--- Stored data ---
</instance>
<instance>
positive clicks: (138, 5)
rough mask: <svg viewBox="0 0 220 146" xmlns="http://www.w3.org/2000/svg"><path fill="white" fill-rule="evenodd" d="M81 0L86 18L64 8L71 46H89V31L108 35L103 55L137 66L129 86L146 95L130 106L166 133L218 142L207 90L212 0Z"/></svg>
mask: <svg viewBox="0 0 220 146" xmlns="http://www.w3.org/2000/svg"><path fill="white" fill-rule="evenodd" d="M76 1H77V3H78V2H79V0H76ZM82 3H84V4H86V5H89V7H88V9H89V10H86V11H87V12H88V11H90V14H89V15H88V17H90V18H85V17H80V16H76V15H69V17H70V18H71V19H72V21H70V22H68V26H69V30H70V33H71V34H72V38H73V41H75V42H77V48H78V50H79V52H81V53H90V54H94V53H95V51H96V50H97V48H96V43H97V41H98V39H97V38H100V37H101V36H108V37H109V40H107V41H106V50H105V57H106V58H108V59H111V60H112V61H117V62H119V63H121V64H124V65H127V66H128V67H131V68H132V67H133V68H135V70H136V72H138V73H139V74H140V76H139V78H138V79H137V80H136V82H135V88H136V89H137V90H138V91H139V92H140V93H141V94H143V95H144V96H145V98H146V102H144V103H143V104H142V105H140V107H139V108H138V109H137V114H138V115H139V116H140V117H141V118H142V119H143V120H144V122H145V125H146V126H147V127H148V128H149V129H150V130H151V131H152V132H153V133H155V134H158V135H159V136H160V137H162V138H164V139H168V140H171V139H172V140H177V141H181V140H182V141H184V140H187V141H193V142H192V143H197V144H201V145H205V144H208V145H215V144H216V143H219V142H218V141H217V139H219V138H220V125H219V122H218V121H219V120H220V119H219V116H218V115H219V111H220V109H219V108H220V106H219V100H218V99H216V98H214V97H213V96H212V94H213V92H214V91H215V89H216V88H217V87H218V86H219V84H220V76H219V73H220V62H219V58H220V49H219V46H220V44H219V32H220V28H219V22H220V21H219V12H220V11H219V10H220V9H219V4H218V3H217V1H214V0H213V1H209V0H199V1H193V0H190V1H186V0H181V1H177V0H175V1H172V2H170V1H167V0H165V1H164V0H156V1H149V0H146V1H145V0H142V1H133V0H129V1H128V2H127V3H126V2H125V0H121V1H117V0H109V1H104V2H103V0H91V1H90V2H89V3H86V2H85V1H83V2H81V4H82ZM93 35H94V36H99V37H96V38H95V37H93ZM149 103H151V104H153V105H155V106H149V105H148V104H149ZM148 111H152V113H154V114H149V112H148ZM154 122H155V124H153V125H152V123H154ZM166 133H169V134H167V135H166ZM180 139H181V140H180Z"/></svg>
---
With nothing added or left out, print the data again.

▶ Written answer
</instance>
<instance>
positive clicks: (138, 5)
rough mask: <svg viewBox="0 0 220 146" xmlns="http://www.w3.org/2000/svg"><path fill="white" fill-rule="evenodd" d="M81 0L86 18L64 8L71 46H89V31L108 35L103 55L137 66L129 86L146 95L130 106L166 133L218 142L207 90L212 0Z"/></svg>
mask: <svg viewBox="0 0 220 146" xmlns="http://www.w3.org/2000/svg"><path fill="white" fill-rule="evenodd" d="M76 1H77V3H78V2H79V0H76ZM82 3H84V4H86V5H89V7H88V9H89V10H86V11H87V12H88V11H90V14H89V15H88V17H90V18H85V17H80V16H76V15H69V17H70V18H71V19H72V21H70V22H68V26H69V30H70V33H71V34H72V38H73V41H75V42H77V48H78V50H79V52H81V53H90V54H94V53H95V51H96V50H97V48H96V43H97V41H98V39H97V38H100V37H101V36H108V37H109V40H107V41H106V50H105V57H106V58H108V59H111V60H112V61H117V62H119V63H121V64H124V65H127V66H128V67H131V68H132V67H133V68H135V70H136V72H138V73H139V74H140V76H139V78H138V79H137V80H136V82H135V88H136V89H137V90H138V91H139V92H140V93H141V94H143V95H144V96H145V98H146V102H144V103H143V104H142V105H140V107H139V108H138V109H137V114H138V115H139V116H140V117H141V118H142V119H143V120H144V122H145V125H146V126H147V127H148V128H149V129H150V130H151V131H152V132H153V133H155V134H158V135H159V136H160V137H162V138H164V139H168V140H171V139H172V140H177V141H181V140H182V141H184V140H187V141H193V142H192V143H197V144H201V145H205V144H208V145H215V144H216V143H219V142H218V141H217V139H219V138H220V125H219V122H218V121H219V120H220V119H219V116H218V115H219V111H220V109H219V108H220V106H219V100H218V99H216V98H214V97H213V96H212V94H213V92H214V91H215V89H216V88H217V87H218V86H219V84H220V76H219V73H220V62H219V58H220V49H219V46H220V44H219V32H220V28H219V22H220V21H219V12H220V11H219V10H220V9H219V4H218V3H217V1H214V0H213V1H209V0H199V1H193V0H190V1H186V0H181V1H177V0H175V1H172V2H170V1H167V0H165V1H164V0H156V1H149V0H146V1H145V0H142V1H133V0H129V1H128V2H127V3H126V2H125V0H121V1H117V0H109V1H104V2H103V0H91V1H90V2H89V3H86V2H85V1H83V2H81V4H82ZM93 35H94V36H99V37H96V38H95V37H93ZM149 103H151V104H153V105H155V106H149V105H148V104H149ZM148 111H152V113H154V114H149V112H148ZM154 122H155V124H153V125H152V123H154ZM166 133H169V134H167V135H166ZM180 139H181V140H180Z"/></svg>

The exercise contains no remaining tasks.